* _TASK OBJECTIVE_
Write out the whole listing, matching it exactly.

* _Object position labeling entries_
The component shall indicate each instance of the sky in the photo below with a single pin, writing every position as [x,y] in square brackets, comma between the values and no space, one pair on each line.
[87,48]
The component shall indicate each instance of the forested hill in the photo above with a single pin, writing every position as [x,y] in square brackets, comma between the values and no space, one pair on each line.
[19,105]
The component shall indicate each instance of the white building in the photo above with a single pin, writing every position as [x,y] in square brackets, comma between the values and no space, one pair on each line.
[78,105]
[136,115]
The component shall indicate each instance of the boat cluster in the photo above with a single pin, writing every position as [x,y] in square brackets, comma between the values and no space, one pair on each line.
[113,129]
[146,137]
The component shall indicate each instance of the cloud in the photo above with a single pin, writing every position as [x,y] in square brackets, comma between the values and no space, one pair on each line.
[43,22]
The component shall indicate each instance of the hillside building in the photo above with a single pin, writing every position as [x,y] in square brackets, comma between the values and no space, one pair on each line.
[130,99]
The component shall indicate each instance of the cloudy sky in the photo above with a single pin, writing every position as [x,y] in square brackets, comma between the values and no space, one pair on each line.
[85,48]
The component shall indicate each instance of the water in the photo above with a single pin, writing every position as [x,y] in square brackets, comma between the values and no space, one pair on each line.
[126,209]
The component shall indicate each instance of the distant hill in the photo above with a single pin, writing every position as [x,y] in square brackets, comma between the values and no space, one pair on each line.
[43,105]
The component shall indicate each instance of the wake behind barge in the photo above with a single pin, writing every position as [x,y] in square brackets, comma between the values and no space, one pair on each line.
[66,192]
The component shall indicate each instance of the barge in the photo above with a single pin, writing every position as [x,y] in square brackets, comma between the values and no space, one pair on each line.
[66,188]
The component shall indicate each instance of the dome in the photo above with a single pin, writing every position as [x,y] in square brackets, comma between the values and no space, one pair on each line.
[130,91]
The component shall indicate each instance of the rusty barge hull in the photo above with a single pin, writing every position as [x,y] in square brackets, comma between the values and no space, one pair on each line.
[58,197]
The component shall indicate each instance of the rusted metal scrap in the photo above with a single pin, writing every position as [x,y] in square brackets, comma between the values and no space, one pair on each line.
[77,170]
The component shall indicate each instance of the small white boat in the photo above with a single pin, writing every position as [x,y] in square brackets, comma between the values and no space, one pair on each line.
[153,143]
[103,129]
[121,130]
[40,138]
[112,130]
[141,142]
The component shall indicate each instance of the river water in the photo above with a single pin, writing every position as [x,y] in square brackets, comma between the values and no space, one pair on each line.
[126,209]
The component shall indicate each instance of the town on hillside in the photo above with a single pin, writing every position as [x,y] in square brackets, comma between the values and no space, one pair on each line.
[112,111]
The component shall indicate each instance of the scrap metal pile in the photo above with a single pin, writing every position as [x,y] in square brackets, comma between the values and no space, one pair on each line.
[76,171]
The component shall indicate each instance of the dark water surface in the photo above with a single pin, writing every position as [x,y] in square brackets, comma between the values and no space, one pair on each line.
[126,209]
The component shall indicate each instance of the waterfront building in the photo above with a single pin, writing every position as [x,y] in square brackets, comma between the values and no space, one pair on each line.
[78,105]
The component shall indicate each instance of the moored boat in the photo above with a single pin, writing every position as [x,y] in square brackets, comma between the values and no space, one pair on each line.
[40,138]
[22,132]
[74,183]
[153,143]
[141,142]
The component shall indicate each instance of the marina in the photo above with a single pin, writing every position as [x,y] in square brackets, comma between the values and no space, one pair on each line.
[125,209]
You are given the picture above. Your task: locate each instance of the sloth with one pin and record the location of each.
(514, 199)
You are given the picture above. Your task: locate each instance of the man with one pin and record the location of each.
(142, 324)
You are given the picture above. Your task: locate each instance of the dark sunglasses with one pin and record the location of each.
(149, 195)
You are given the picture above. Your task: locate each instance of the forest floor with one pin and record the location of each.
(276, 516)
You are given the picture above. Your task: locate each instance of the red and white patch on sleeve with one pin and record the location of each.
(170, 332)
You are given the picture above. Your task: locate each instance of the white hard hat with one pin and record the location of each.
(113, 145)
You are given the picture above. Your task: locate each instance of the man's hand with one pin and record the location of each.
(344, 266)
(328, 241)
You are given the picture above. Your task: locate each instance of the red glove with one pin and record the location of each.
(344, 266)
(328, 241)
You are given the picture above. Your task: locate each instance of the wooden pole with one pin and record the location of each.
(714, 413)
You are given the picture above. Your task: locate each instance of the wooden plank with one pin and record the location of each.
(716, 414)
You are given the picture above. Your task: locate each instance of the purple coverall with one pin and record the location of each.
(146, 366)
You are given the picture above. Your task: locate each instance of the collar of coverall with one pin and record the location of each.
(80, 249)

* _WRITTEN RESPONSE_
The component shall indicate each instance of the sky in the photo below with a single pin, writing every position as [x,y] in square brackets, comma between the values and no space, one pair on each line.
[87,48]
The component shall indicate each instance of the forested hill in the photo above with a single pin, writing every position as [x,y] in square brackets, comma between the values and no space, one pair on each line.
[19,105]
The component shall indicate each instance of the white building in the photo above with a single pin, writing every position as [x,y] in square brackets, comma between the values and no space, one pair on each line.
[78,105]
[136,115]
The component shall indicate each instance of the boat cluster in the photo above with a single pin, writing every position as [x,y] in square brackets, comma between the values and no space, one pair on each line.
[113,129]
[146,137]
The component shall indicate each instance of the cloud in the photo above with a single pin, writing every position as [x,y] in square brackets, comma between the values and no space, one pair on each line.
[43,22]
The component shall indicate each instance of the hillside building in the photo above with a single pin, writing every position as [x,y] in square brackets, comma between the values and no space, one pair on each line.
[130,99]
The component shall indicate each instance of the cloudy sky in the photo above with a single pin, writing every position as [x,y] in square brackets, comma between the values and no space, one pair on each line.
[85,48]
The component shall indicate each instance of the water in the photo above with a single pin, writing every position as [x,y] in square brackets, comma between the values and no space, one pair on each line.
[126,209]
The component shall indicate each instance of the distant hill in the photo above with a single pin, writing every position as [x,y] in square brackets, comma between the values and no space, one pair on each line.
[43,105]
The component shall indicate each instance of the wake behind barge in the photo above with a single pin, writing every position as [x,y] in square brackets, comma between the values and no space, one pair on each line.
[66,192]
The component shall indicate each instance of the barge in the photo above with a single pin, writing every position as [x,y] in square brackets, comma between the values and no space, one pair on each line.
[66,188]
The component shall indicate each instance of the dome in the photo above with a single pin, writing every position as [x,y] in square brackets, comma between the values and no space, one pair on each line.
[130,91]
The component shall indicate each instance of the rusty barge hull in the photo above with a single pin, writing every position as [x,y] in square brackets, comma between the values and no space, one pair on each line.
[58,197]
The component shall indicate each instance of the rusted metal scrap in the photo above with a single pin, writing every position as [x,y] in square brackets, comma between the values and no space, one pair on each line.
[77,170]
The component shall indicate each instance of the small white boat in the photo above with a single pin, writing every position as [x,y] in square brackets, comma between the values and no space, one pair on each line.
[153,143]
[103,129]
[121,130]
[40,138]
[112,130]
[141,142]
The component shall indicate each instance of the river water in the photo above with a single pin, writing every position as [x,y] in square brackets, comma between the values and no space, one pair on each line.
[126,209]
The component shall indicate each instance of the town on hillside in the photo above with a single pin, writing every position as [x,y] in square brackets, comma between the values and no space, one pair on each line.
[112,111]
The component shall indicate each instance of the scrap metal pile in the photo above with a single pin, writing every position as [x,y] in square brackets, comma between the values and no space, one pair on each line.
[76,171]
The component shall indicate each instance of the dark water surface in the photo above with a single pin, writing every position as [x,y] in square brackets, comma between the values and no space, one pair on each line.
[126,209]
The component shall indicate each instance of the waterfront building in the photo above with a single pin, writing every position as [x,y] in square brackets, comma between the values and no space, one pair on each line.
[78,105]
The component shall indicate each instance of the moored boat in the photo above with a single pin, writing every position as [x,y] in square brackets, comma between the values and no space, one pair on each line.
[40,138]
[22,132]
[74,183]
[153,143]
[141,142]
The component shall indicate each instance of the marina in the photo above with a single pin, writing every position as [x,y] in square brackets, comma between the values and no space, one pair on each line.
[125,209]
You are given the picture above. Your task: locate each instance of the sloth with one pin and record the location of each.
(514, 199)
You are given the picture above. Your task: locate each instance of the man with one pin and record the location of each.
(142, 324)
You are given the picture above. Your task: locate each instance of the dark sunglasses with one pin and record the location of each.
(149, 195)
You are given the picture above. Your task: locate each instance of the forest floor with one pin and record the location of each.
(276, 516)
You are given the picture above. Your task: locate each instance of the red and white patch on sleeve with one pin and record the location of each.
(170, 332)
You are given the picture above. Your task: locate each instance of the white hard hat with one pin and record the location of each.
(113, 145)
You are given the picture above. Your task: locate each instance of the man's hand with one pin and record the location of each.
(344, 266)
(328, 241)
You are given the picture above. Your task: locate each instance of the red glove with one pin and record the location of each.
(344, 266)
(328, 241)
You are given the picture above. Your task: locate each instance of the wooden pole with one pin and record the location of each.
(714, 413)
You are given the picture above. Your task: locate each instance of the wooden plank with one pin and record the location of each.
(716, 414)
You are given the picture above. Your task: locate each instance of the purple coverall with one pin and record the location of each.
(146, 366)
You are given the picture above. Your task: locate each instance of the collar of coverall with one pin and record the location of each.
(80, 249)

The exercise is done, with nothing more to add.